Records from a collection:
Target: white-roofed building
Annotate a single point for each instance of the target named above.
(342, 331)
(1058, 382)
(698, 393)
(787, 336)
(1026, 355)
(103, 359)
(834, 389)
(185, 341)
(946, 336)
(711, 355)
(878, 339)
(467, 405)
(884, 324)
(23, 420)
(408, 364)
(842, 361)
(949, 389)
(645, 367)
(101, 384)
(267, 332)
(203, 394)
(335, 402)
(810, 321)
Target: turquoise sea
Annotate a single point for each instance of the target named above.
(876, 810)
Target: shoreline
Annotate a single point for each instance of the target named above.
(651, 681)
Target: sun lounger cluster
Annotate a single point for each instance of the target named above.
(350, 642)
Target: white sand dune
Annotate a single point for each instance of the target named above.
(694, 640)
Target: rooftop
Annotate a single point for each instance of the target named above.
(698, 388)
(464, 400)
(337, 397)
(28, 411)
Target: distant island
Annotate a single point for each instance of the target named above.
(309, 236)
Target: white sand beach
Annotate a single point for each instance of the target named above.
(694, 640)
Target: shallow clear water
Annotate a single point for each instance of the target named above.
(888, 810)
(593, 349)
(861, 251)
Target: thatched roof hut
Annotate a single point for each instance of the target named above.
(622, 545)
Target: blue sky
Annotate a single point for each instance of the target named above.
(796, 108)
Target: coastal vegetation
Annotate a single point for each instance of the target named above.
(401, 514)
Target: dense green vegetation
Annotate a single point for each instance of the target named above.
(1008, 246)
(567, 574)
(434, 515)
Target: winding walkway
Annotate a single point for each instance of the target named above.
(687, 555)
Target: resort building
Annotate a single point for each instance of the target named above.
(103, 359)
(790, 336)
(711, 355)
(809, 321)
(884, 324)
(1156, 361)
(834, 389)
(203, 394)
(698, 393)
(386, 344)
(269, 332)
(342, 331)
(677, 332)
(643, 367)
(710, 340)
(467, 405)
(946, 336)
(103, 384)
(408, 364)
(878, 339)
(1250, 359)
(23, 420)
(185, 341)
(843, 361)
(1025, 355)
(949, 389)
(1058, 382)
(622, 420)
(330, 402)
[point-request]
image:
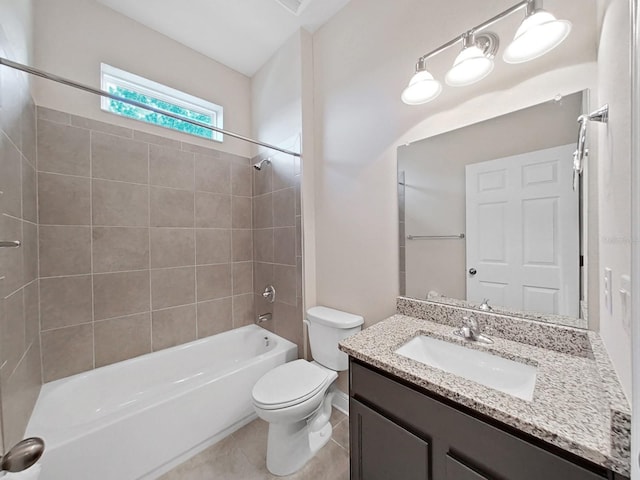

WHAT TO DO: Count the lines of the material above that contain the string "building", treating uppercase and lowercase letters as distinct. Give only the number.

REPLY: 2